Copy every item below word for word, but leave out the pictures.

START

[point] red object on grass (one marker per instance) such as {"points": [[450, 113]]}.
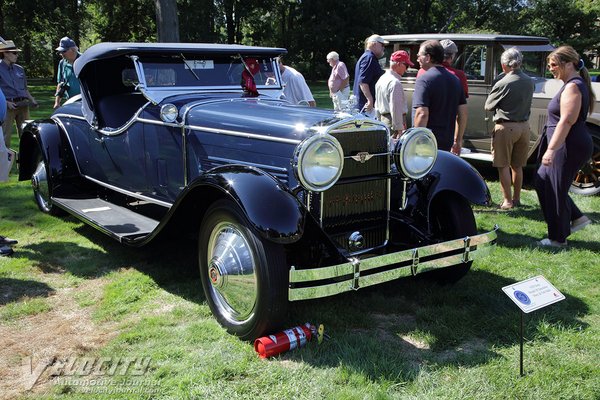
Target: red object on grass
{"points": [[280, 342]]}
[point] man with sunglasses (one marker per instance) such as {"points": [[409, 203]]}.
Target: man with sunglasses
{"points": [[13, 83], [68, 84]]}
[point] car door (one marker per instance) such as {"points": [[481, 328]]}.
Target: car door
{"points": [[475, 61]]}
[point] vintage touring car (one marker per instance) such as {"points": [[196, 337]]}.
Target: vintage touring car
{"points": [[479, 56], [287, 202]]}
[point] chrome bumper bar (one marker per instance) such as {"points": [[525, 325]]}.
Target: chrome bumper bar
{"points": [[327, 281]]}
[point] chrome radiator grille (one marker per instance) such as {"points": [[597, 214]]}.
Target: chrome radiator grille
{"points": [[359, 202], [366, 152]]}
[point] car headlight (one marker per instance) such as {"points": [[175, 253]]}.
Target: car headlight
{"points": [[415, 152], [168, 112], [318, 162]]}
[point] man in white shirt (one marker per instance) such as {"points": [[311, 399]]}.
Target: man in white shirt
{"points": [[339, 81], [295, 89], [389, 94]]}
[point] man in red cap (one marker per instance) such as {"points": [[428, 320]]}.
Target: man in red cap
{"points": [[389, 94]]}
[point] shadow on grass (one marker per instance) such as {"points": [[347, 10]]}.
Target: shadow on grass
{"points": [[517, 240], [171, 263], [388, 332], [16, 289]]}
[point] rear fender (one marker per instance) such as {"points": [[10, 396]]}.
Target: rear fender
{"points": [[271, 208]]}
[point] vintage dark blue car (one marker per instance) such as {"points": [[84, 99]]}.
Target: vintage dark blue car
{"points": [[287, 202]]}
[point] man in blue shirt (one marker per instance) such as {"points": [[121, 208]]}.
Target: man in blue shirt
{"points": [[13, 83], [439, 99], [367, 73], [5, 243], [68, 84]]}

END

Right answer:
[point] red object on grass (one marker per instance) such as {"points": [[450, 113]]}.
Target: red object on grass
{"points": [[280, 342]]}
[point] man with sunglasses (one marker per instance) such as {"points": [[409, 203]]}.
Target: man with sunglasses
{"points": [[13, 83], [68, 84]]}
[point] car door (one marker per instance) such as {"points": [[481, 328]]}.
Target: car door
{"points": [[475, 61]]}
[point] vintage touring car (one marker per instance) such as {"points": [[196, 337]]}.
Target: vintage touring car
{"points": [[479, 56], [287, 202]]}
[point] chrome bumper bar (one marker per instance) such as {"points": [[525, 325]]}.
Target: chrome bumper bar
{"points": [[327, 281]]}
[point] chrome radiator grille (one marker per instance) such as {"points": [[597, 214]]}.
Target: chrome radiator grille
{"points": [[359, 202], [366, 152]]}
[point] car headlight (one marker per instance) such as {"points": [[175, 253]]}.
Target: car headlight
{"points": [[415, 152], [168, 112], [318, 162]]}
[point] man in white shirt (one marker per instance) such as {"points": [[311, 399]]}.
Target: man in white shirt
{"points": [[339, 81], [295, 89], [389, 94]]}
[point] man in red cap (one marker per instance) such as {"points": [[428, 320]]}.
Target: man in red cap
{"points": [[389, 94]]}
[point] shadow on grass (one marker per instance) such as {"points": [[347, 10]]}.
Target: shadow on grass
{"points": [[517, 240], [171, 263], [388, 332], [16, 289]]}
[point] rear fender (one marker per instance) such as {"points": [[10, 396]]}.
Target: rear fender
{"points": [[271, 208]]}
[point] vintage dark blue car (one marker per instance) such as {"points": [[84, 99]]}.
Target: vintage dark blue car
{"points": [[287, 202]]}
[point] man in blue shirt (one marker per instance) such as {"points": [[121, 208]]}.
Target: man in blue shirt
{"points": [[13, 83], [439, 99], [367, 73], [5, 243], [68, 84]]}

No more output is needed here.